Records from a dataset
>> Start

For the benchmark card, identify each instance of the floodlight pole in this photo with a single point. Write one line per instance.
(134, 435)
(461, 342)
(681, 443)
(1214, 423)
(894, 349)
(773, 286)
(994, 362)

>> End

Reproduce every line of the listing above, multiplying each point coordinate by 2.15 and rounding to the nearest whole number, with halves rounded up.

> _Response to the exercise_
For the benchmark card, identify each instance of the floodlight pole in this photo with a single point. Write one line per instance.
(288, 935)
(991, 735)
(1464, 952)
(2610, 909)
(1922, 750)
(1662, 615)
(2137, 778)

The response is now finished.